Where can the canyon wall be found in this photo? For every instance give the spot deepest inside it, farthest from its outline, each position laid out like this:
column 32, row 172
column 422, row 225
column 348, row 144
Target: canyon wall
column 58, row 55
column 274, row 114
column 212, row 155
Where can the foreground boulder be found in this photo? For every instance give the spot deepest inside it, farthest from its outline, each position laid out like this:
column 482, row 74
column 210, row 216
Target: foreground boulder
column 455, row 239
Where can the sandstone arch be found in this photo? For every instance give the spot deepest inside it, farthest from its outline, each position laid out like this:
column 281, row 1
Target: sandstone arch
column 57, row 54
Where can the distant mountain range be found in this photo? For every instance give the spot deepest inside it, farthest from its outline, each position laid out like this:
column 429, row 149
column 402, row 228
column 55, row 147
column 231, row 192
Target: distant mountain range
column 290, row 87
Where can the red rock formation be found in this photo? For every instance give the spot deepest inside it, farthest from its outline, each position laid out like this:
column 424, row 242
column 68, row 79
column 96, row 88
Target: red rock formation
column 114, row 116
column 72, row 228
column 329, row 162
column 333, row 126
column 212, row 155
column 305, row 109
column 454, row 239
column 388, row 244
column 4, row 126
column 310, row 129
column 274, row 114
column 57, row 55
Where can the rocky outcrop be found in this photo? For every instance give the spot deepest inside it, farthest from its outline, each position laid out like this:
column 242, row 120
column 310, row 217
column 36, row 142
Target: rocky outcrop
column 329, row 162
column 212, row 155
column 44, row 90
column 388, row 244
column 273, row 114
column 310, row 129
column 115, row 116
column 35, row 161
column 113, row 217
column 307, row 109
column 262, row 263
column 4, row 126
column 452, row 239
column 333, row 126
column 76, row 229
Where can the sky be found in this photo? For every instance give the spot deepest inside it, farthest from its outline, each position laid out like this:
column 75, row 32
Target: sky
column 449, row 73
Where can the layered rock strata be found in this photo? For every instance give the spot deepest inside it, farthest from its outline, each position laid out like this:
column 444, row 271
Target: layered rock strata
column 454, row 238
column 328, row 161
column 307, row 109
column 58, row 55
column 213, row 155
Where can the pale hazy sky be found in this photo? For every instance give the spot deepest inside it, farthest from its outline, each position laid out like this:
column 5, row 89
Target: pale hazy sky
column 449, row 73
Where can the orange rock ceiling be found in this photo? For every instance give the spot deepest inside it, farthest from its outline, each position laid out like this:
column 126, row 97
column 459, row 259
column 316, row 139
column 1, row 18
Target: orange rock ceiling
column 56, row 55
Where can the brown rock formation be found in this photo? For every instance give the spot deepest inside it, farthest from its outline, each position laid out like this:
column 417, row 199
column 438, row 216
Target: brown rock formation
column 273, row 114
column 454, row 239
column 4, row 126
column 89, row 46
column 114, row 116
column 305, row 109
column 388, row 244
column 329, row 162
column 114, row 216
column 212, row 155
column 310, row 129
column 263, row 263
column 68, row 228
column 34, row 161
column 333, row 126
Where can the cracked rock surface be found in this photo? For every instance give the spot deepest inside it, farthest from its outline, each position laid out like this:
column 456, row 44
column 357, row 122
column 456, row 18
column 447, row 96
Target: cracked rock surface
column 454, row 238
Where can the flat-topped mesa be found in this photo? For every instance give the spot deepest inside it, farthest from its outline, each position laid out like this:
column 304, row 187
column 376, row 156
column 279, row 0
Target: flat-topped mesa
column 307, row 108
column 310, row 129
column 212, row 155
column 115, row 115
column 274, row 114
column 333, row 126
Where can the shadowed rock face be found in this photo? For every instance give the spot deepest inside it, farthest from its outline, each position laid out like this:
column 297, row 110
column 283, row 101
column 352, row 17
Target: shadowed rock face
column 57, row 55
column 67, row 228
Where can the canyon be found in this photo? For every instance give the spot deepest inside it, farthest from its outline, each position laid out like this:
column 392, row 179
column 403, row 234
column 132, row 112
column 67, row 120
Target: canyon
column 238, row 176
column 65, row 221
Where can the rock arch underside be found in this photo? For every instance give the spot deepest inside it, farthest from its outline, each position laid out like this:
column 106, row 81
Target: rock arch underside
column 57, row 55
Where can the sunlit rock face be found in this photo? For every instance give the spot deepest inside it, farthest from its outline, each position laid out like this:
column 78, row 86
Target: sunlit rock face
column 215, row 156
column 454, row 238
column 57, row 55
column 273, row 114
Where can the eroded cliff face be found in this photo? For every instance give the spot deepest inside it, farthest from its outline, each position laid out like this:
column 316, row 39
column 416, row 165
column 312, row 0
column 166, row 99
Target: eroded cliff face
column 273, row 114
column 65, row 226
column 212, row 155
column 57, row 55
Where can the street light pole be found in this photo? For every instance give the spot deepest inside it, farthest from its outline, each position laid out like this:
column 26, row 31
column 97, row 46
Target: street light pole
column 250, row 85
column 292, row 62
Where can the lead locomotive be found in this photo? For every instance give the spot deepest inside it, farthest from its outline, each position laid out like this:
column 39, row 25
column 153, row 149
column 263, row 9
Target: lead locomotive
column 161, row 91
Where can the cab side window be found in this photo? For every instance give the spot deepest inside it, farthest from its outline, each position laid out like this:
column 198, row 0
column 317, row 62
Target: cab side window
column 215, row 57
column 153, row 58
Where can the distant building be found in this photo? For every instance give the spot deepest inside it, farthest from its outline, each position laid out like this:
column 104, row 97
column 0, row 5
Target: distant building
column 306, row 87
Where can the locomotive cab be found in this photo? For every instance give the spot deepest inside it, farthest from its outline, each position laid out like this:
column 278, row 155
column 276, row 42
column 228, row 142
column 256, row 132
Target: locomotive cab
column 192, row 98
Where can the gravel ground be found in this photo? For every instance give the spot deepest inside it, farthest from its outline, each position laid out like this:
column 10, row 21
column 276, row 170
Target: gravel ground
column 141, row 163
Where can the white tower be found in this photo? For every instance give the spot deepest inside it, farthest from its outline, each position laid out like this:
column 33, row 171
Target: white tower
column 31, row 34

• • •

What the task requires — Rewrite all of the records above, replacing "farthest from its outline" with "farthest from its edge" and leaving everything else unchanged.

Result below —
Where can the canyon wall be found in this photo? For every instance give the spot deepest inside it, farthest from its edge, each position laid out like this:
column 32, row 172
column 422, row 225
column 348, row 144
Target: canyon wall
column 58, row 55
column 274, row 114
column 212, row 155
Where can the foreground boulder be found in this photo? For every instance give the spot deepest inside it, farthest from its edge, each position laid out like this:
column 482, row 74
column 210, row 216
Target: foreground boulder
column 455, row 239
Where can the sandstone arch be found in this photo? For every instance give the spot deepest inside it, farthest from its edge, each position laid out like this:
column 281, row 1
Target: sandstone arch
column 57, row 54
Where can the distant mountain range be found in this photo? For every instance give the spot deepest inside it, farthest from its edge, each position laid out like this:
column 429, row 149
column 402, row 228
column 55, row 147
column 231, row 192
Target: distant mountain range
column 290, row 87
Where can the red rock formation be found in this photo? For every instance give the spot deepest inside it, farthest from its edge, each position laid out like this:
column 424, row 242
column 68, row 79
column 96, row 88
Target: red rock formation
column 114, row 116
column 72, row 228
column 329, row 162
column 333, row 126
column 212, row 155
column 305, row 109
column 454, row 239
column 388, row 244
column 4, row 126
column 310, row 129
column 274, row 114
column 57, row 55
Where can the rocky outcrop be found in this photo? For every instance give the spot deepest inside it, farthest from its edge, each position laid out like this:
column 242, row 120
column 310, row 217
column 36, row 142
Target: rocky outcrop
column 329, row 162
column 212, row 155
column 44, row 90
column 388, row 244
column 273, row 114
column 310, row 129
column 115, row 116
column 35, row 161
column 113, row 217
column 307, row 109
column 262, row 263
column 4, row 126
column 452, row 239
column 333, row 126
column 76, row 229
Where can the sky be found in this photo? For every instance give the spot deepest inside it, farthest from its edge, each position laid out like this:
column 75, row 32
Target: sky
column 449, row 73
Where can the layered rock strata be found in this photo? For every instance give the spot deepest inside it, farthest from its edge, each position laid out like this:
column 444, row 271
Target: layered rock strata
column 454, row 238
column 328, row 161
column 307, row 109
column 58, row 55
column 213, row 155
Where can the pale hazy sky be found in this photo? For every instance give the spot deepest inside it, farthest from its edge, each position laid out like this:
column 5, row 89
Target: pale hazy sky
column 449, row 73
Where can the orange rock ceiling be found in this photo? For every instance give the spot deepest inside it, farthest from its edge, each position laid out like this:
column 126, row 97
column 459, row 259
column 316, row 139
column 1, row 18
Target: orange rock ceiling
column 56, row 55
Where can the brown rock formation be found in this photo? For every instance give the spot deepest inside it, farthest from its edge, each position laid out like this:
column 417, row 199
column 438, row 216
Target: brown rock formation
column 273, row 114
column 454, row 239
column 4, row 126
column 89, row 46
column 114, row 116
column 305, row 109
column 388, row 244
column 329, row 162
column 114, row 216
column 212, row 155
column 310, row 129
column 263, row 263
column 68, row 228
column 34, row 161
column 333, row 126
Where can the cracked rock surface be found in this photo? For every instance give the spot deepest inside it, farthest from its edge, each position laid out like this:
column 456, row 44
column 357, row 122
column 456, row 18
column 447, row 96
Target: cracked rock surface
column 454, row 238
Where can the flat-topped mesa be found in this photo? For every instance give the spot deepest inside it, farthest from its edge, each position laid out like this:
column 304, row 187
column 376, row 156
column 279, row 0
Target: flat-topped mesa
column 307, row 108
column 310, row 129
column 212, row 155
column 115, row 115
column 274, row 114
column 333, row 126
Where can the shadowed rock face be found in this photo? For every instance give the spot deepest inside it, farthest from its edge, each position laid out like this:
column 297, row 110
column 283, row 101
column 352, row 17
Target: shadowed rock face
column 57, row 55
column 67, row 228
Where can the canyon be found in this photo? For every instance give the spot deepest inside it, farthest from its edge, each position laid out like this:
column 392, row 179
column 403, row 234
column 132, row 112
column 67, row 120
Target: canyon
column 238, row 176
column 65, row 221
Where can the rock arch underside be found in this photo? For every instance give the spot deepest inside it, farthest from its edge, each position laid out like this:
column 106, row 81
Target: rock arch underside
column 57, row 55
Where can the sunlit rock face be found in this photo? For every instance give the spot deepest inside it, farthest from its edge, each position laid out like this:
column 78, row 86
Target: sunlit rock face
column 215, row 156
column 454, row 238
column 57, row 55
column 273, row 114
Where can the eroded cliff face be found in this photo? For every instance give the spot deepest inside it, farthest from its edge, each position laid out like this:
column 316, row 39
column 416, row 165
column 312, row 0
column 166, row 99
Target: eroded cliff face
column 273, row 114
column 65, row 226
column 212, row 155
column 57, row 55
Where can the street light pole be found in this photo? For every instance give the spot deepest inside it, farthest from its edge, each position laid out like this:
column 26, row 31
column 97, row 46
Target: street light pole
column 250, row 85
column 292, row 62
Where can the lead locomotive be found in this photo? For every instance give the spot deepest inside it, farthest from its edge, each position laid out like this:
column 39, row 25
column 153, row 149
column 263, row 9
Target: lead locomotive
column 161, row 91
Where can the cab side window be found in this photo? For every instance give the spot deepest inside it, farthest from its edge, each position laid out like this:
column 198, row 0
column 317, row 62
Target: cab side window
column 215, row 57
column 153, row 58
Where can the distant building be found in this photo? For every instance give the spot deepest inside it, farthest from its edge, each position laid out like this:
column 104, row 97
column 0, row 5
Target: distant building
column 306, row 87
Where can the locomotive cab be found in this photo? For every instance give the spot deepest inside it, farthest from its edge, each position laid out like this:
column 278, row 155
column 276, row 42
column 228, row 142
column 256, row 132
Target: locomotive cab
column 192, row 98
Where can the gravel ground be found in this photo? For every instance give the spot deepest inside it, farthest from its edge, each position laid out like this:
column 10, row 21
column 276, row 170
Target: gravel ground
column 141, row 163
Where can the white tower be found in this photo? For every instance give the spot deepest inside it, farthest from its edge, each position laid out like this:
column 33, row 171
Target: white tower
column 31, row 34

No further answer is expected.